--- begin Information provided ---

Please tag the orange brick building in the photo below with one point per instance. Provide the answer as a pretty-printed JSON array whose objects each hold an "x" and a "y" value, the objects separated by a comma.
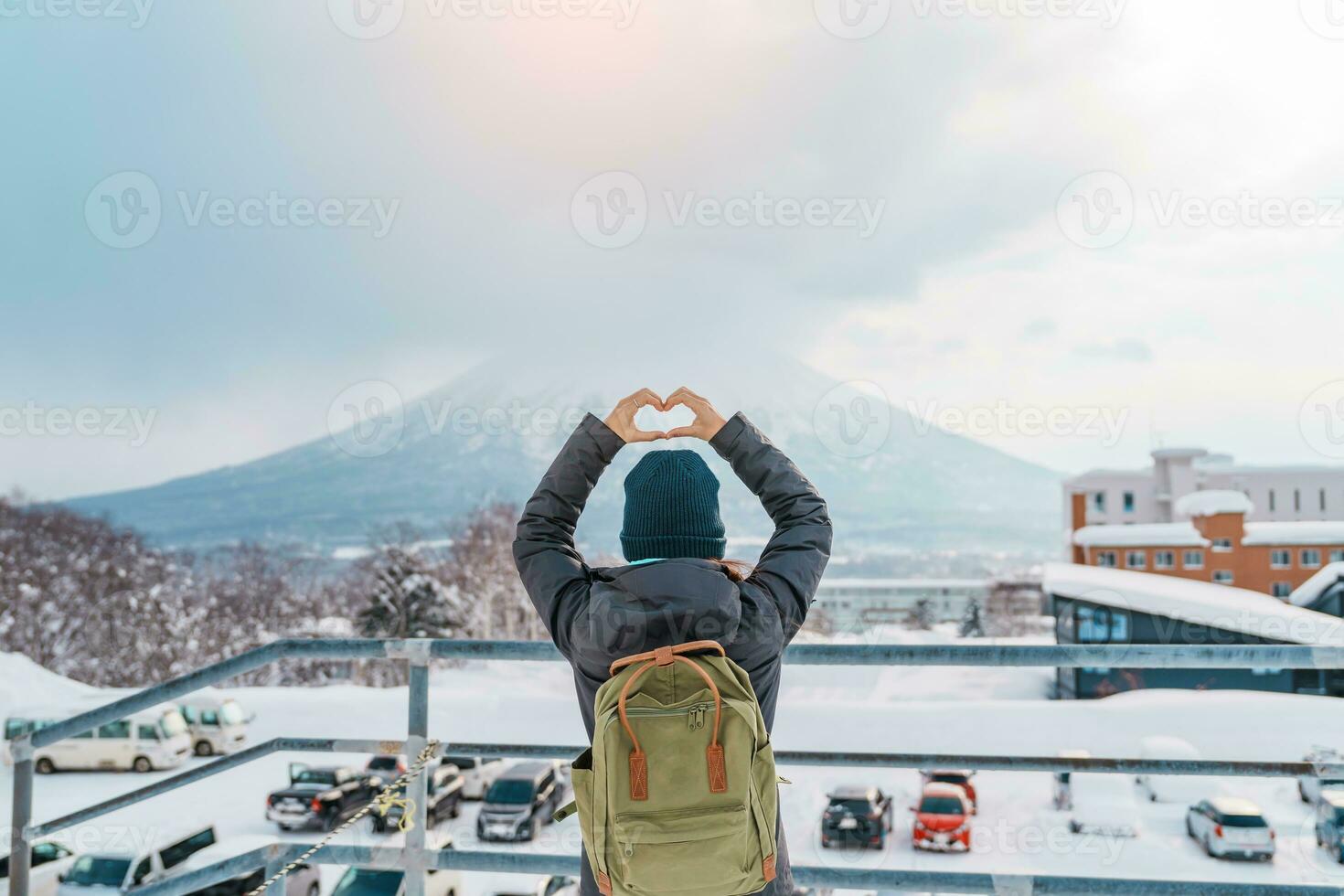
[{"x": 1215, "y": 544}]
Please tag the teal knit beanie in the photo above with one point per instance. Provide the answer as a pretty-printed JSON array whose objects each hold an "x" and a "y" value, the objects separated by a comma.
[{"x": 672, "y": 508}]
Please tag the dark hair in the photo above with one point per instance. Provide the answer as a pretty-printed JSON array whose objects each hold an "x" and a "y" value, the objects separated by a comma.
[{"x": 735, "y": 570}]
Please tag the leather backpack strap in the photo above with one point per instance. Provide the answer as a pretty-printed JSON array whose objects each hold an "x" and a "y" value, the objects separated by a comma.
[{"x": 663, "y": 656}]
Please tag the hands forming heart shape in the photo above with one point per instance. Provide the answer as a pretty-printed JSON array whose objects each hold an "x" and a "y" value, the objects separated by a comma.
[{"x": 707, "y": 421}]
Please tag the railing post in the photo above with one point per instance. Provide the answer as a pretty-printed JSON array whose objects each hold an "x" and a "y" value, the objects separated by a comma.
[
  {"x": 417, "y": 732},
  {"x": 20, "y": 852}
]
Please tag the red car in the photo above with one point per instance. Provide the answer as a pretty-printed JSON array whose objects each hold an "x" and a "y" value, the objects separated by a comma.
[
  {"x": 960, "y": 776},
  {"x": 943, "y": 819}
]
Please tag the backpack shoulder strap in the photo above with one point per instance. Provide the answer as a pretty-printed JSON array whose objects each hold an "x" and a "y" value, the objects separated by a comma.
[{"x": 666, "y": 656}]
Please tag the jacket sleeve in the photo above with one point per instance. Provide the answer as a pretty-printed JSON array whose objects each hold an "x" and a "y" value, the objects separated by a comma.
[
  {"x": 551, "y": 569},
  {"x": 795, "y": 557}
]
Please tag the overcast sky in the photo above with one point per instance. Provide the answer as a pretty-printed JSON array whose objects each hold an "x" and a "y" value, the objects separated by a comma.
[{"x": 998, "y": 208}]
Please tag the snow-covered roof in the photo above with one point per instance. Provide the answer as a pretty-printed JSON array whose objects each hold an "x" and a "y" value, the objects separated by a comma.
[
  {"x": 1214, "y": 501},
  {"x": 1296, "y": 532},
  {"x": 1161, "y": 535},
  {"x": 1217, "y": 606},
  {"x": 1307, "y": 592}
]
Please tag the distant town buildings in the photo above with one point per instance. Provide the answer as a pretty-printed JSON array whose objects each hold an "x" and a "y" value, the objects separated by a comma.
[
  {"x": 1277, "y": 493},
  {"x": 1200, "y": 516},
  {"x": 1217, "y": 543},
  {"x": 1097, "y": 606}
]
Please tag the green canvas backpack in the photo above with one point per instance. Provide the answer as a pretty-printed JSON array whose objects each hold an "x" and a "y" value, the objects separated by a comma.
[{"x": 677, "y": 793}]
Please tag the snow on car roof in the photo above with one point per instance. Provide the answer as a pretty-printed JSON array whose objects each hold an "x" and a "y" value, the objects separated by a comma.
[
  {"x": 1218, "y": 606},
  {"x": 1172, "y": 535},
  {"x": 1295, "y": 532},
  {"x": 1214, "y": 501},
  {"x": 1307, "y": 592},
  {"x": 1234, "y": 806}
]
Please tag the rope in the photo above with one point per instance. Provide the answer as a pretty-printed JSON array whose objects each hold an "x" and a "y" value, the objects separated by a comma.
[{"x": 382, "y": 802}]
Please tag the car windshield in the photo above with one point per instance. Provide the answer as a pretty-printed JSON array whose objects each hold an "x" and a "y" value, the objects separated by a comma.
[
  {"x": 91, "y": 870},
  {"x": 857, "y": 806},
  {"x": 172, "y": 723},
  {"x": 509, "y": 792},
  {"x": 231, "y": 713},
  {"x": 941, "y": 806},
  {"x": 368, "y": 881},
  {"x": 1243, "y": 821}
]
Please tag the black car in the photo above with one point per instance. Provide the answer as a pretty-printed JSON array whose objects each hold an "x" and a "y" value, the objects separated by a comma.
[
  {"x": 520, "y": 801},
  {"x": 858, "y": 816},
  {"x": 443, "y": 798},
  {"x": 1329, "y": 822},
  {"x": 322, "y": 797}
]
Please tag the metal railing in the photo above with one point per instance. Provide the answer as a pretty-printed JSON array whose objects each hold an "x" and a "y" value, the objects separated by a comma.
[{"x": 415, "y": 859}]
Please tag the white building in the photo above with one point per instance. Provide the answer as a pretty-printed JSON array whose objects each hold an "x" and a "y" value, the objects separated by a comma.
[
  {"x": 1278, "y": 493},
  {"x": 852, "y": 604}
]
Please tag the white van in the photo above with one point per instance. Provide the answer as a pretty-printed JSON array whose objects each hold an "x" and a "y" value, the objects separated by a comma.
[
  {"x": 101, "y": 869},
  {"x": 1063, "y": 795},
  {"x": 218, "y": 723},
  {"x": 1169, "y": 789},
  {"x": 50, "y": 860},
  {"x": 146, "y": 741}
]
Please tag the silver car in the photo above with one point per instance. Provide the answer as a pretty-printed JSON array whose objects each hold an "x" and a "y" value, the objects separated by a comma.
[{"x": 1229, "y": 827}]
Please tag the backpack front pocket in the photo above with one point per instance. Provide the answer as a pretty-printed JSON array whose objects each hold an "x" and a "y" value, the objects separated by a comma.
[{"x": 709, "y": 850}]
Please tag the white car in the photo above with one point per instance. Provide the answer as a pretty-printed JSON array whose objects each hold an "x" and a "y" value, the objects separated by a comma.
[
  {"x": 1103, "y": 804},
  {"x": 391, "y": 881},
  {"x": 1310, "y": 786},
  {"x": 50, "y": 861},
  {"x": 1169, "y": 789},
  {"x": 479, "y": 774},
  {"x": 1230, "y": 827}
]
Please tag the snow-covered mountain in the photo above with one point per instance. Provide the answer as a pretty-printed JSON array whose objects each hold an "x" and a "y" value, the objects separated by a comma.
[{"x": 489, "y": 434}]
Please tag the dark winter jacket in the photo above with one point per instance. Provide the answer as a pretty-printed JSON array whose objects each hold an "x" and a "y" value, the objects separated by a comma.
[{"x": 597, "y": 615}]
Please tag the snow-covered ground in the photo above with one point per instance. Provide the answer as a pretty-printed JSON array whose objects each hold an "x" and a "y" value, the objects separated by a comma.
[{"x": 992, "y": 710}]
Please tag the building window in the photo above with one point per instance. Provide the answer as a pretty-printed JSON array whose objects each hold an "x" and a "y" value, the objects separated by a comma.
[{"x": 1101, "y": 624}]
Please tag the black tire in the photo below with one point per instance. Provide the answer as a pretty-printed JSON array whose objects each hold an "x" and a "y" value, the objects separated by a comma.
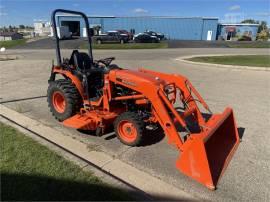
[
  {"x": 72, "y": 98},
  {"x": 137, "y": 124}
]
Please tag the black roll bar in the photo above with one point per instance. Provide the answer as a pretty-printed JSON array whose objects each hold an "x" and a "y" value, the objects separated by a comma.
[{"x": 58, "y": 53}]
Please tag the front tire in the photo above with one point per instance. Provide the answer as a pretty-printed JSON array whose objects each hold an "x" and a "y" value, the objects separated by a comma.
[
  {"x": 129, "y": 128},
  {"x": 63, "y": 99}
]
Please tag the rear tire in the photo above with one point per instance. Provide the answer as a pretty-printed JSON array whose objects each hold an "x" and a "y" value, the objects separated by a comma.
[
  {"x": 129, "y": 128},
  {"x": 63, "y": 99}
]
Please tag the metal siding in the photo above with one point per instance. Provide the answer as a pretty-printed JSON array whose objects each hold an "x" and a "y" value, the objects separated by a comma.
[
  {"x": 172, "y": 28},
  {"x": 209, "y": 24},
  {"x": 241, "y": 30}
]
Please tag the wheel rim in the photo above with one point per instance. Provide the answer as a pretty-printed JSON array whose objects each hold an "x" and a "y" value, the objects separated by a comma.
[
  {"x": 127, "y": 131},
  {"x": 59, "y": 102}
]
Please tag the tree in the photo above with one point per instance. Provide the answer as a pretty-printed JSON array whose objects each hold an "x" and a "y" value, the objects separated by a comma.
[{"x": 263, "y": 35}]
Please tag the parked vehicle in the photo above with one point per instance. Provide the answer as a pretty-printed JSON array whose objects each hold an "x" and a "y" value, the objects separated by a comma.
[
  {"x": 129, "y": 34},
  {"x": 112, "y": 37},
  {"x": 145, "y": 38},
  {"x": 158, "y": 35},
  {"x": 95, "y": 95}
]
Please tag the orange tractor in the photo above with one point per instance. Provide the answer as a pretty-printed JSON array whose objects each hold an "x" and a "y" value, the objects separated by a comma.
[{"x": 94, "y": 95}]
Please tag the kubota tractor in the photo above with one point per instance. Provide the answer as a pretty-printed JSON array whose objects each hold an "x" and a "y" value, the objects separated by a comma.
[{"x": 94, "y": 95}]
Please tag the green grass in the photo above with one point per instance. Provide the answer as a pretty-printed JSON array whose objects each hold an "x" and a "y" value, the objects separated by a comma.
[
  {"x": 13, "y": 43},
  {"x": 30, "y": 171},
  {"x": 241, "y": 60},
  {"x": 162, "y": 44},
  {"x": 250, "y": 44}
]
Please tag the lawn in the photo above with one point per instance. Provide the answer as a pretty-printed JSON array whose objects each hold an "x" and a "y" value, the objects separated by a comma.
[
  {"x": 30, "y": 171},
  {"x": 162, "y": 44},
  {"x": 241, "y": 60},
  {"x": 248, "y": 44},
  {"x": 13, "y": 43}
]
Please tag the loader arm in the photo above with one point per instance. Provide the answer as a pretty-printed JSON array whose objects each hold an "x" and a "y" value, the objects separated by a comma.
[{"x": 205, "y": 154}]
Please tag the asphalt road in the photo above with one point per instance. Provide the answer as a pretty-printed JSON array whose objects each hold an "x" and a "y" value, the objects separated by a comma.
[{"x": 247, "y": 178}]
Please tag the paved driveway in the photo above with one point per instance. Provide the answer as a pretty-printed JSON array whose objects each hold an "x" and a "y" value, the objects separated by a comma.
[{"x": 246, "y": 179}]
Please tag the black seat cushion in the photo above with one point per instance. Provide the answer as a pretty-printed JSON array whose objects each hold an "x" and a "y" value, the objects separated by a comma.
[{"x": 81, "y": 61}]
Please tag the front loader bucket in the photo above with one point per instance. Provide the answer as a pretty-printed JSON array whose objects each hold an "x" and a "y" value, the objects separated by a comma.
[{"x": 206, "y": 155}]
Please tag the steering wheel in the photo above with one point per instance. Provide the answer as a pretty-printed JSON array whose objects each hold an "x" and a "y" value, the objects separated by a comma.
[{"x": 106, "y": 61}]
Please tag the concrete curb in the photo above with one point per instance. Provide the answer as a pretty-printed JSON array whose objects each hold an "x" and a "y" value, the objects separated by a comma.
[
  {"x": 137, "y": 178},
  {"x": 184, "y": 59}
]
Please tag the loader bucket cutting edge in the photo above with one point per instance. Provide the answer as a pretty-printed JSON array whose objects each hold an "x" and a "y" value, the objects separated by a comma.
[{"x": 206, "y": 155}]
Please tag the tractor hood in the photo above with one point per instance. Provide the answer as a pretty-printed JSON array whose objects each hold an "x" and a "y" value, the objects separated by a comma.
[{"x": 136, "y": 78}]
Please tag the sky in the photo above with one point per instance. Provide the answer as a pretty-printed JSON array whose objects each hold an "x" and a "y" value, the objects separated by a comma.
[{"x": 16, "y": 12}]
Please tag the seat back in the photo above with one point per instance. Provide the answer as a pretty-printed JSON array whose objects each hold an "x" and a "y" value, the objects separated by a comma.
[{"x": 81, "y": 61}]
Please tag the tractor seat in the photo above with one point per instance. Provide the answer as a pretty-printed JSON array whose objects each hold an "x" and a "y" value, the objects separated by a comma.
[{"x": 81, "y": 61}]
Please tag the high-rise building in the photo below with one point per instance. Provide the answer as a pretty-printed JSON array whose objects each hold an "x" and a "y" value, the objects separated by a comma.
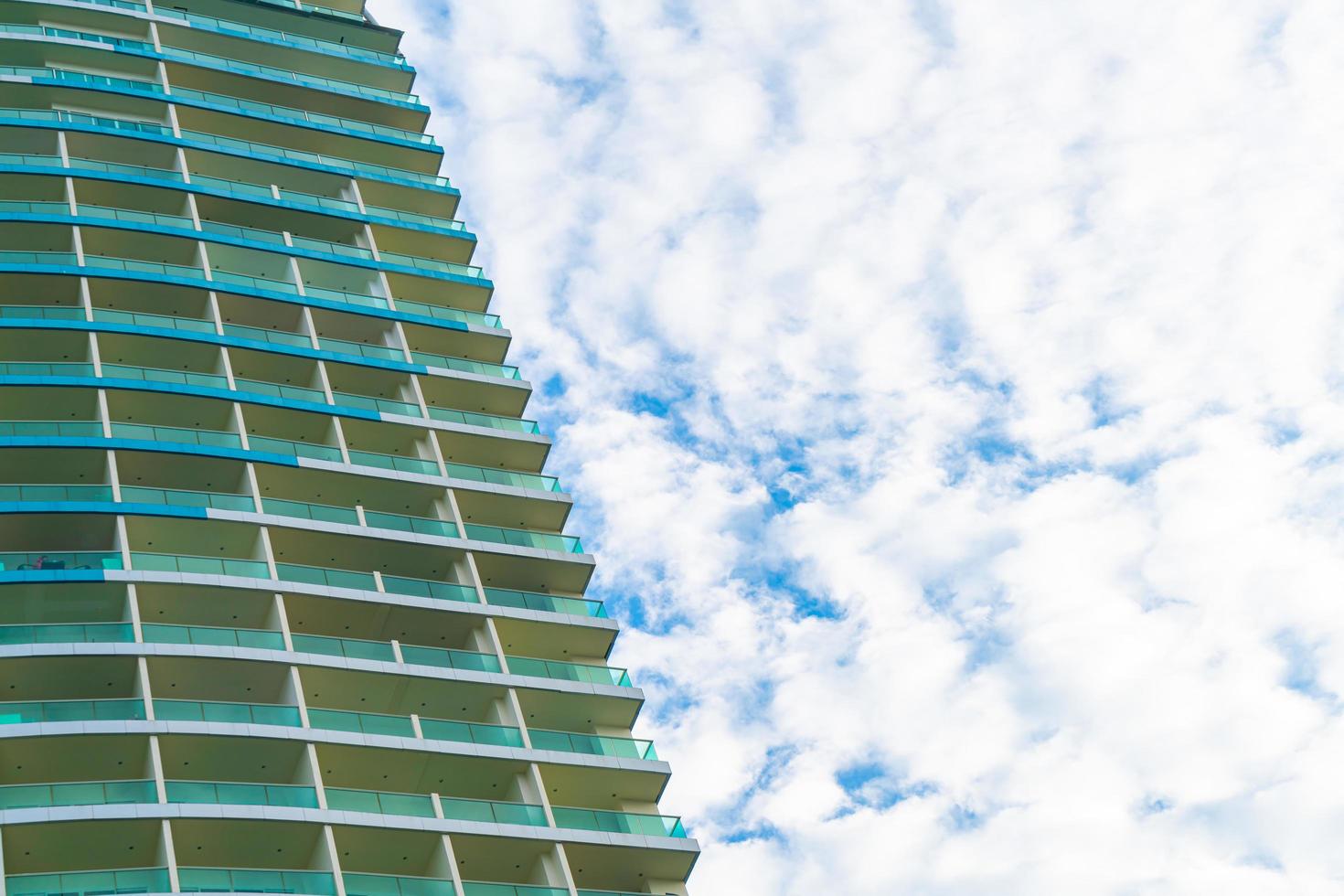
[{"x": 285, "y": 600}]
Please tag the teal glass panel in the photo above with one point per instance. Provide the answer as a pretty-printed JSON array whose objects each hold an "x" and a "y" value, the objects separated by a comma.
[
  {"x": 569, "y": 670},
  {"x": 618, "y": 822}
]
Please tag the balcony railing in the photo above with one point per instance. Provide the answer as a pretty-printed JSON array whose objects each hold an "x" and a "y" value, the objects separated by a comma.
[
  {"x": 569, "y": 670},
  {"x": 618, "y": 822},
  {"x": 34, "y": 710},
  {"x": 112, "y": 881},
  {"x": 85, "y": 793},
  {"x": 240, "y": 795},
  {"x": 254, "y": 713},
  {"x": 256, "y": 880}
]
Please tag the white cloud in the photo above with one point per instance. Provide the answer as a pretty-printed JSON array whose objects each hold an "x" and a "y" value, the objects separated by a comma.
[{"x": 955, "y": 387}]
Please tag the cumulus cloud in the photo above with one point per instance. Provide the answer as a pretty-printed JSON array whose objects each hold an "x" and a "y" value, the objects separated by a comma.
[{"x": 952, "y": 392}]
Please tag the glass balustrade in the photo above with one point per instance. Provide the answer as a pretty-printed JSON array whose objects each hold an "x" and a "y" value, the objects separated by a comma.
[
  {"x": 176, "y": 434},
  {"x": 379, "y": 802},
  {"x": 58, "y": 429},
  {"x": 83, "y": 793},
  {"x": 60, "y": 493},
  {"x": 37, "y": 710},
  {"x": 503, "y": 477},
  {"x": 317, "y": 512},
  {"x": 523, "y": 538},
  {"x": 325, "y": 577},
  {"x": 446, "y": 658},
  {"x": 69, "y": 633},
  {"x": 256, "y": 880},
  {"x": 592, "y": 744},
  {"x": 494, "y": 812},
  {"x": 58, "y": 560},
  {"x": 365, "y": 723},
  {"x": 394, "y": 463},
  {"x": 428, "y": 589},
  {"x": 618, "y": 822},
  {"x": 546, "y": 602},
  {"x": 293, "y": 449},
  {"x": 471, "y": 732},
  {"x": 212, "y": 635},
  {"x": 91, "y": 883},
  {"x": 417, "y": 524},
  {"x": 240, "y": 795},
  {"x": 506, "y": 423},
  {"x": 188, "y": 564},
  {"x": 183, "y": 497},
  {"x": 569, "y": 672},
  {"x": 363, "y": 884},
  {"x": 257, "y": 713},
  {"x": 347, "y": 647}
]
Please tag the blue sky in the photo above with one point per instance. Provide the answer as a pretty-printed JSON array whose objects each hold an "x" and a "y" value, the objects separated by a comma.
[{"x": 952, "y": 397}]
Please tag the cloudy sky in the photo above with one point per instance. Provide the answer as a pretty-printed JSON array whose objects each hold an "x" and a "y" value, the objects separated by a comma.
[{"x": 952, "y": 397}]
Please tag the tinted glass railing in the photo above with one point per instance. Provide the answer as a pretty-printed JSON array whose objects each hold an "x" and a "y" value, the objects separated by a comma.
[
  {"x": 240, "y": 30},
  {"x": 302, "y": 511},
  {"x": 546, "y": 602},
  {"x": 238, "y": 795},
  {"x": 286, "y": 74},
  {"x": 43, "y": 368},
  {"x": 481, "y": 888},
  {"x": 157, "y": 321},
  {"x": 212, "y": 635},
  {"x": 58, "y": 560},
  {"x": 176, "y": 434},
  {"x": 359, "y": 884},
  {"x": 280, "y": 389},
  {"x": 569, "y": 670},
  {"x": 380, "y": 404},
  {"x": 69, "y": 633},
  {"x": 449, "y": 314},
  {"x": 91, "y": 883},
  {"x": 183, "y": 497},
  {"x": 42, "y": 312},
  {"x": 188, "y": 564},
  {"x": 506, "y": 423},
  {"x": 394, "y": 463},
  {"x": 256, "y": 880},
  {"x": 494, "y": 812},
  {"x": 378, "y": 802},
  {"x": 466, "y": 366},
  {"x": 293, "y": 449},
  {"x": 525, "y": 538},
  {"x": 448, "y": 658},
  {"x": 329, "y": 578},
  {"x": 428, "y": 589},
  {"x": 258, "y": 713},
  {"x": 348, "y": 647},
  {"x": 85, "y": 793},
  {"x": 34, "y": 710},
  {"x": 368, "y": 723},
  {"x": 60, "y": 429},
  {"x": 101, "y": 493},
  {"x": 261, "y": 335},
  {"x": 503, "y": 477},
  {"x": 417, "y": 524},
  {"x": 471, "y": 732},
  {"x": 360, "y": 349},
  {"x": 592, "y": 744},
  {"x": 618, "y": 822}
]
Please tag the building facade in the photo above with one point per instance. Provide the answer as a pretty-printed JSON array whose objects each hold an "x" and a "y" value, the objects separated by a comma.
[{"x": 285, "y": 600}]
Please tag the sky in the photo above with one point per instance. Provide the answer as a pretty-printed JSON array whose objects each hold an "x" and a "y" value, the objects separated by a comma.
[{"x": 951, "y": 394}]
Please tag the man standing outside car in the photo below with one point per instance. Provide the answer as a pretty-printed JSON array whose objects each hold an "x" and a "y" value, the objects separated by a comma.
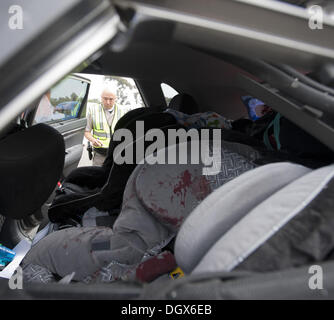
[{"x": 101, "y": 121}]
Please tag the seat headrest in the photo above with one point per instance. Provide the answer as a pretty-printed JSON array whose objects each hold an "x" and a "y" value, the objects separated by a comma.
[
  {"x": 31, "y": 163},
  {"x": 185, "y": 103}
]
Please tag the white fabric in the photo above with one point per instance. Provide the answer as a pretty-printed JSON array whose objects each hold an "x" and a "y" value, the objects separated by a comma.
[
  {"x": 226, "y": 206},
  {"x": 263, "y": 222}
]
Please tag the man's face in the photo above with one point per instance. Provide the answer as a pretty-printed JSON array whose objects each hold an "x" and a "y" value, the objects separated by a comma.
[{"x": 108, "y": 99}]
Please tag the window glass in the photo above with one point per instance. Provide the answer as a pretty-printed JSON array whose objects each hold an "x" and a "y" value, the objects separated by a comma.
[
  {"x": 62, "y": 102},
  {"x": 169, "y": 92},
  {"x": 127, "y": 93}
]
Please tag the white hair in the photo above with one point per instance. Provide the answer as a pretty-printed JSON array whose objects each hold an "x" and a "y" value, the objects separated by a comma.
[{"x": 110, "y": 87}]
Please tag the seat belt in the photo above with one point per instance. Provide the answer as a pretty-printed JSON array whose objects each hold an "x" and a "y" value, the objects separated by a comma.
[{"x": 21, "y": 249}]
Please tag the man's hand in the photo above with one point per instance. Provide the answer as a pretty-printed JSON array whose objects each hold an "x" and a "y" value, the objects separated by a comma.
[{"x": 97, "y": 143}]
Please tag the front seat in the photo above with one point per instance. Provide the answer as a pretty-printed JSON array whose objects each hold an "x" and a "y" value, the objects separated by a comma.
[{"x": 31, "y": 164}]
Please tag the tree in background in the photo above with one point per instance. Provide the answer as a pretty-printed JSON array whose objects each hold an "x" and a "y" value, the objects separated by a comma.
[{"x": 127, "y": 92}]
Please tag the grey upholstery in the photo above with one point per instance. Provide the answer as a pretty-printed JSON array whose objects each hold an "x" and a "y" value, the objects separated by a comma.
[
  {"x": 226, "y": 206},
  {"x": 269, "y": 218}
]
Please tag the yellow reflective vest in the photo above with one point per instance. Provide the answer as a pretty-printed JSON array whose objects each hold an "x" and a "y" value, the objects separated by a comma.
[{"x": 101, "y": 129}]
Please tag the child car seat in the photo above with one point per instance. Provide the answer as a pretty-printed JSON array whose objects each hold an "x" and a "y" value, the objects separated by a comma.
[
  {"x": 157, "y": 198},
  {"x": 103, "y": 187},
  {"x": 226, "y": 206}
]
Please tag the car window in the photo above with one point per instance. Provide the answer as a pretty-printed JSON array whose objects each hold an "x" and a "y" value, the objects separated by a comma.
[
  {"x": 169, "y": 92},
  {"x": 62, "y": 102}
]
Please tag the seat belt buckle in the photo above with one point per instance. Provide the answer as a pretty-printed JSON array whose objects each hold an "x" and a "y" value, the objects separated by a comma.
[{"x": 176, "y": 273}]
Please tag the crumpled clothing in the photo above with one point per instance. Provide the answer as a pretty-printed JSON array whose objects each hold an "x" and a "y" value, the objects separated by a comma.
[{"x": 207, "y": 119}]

--- end Information provided ---

• The request: Repeat precisely the lines of the data starting at the one containing "Please tag the car window", last line included.

• Answer to this task:
Please tag the car window in the photo above with one point per instance. Provide the answer as a pretty-printed JSON array whose objects each hold an "x" and a "y" value, the objects separated by a comma.
[
  {"x": 169, "y": 92},
  {"x": 62, "y": 102}
]
Please tag the seat belt buckle in the photo above with one point per instance. Provide the answer as a pretty-printed JSON array whose objects each hold an "x" and a "y" value, the objects separated by a comma.
[{"x": 176, "y": 273}]
Please tag the crumpled clothing in the photo above with one point per instance. Provide the answer as a pretty-printed JSON array whose objects each hold an "x" and a "y" value, the objects separated by a comma.
[{"x": 207, "y": 119}]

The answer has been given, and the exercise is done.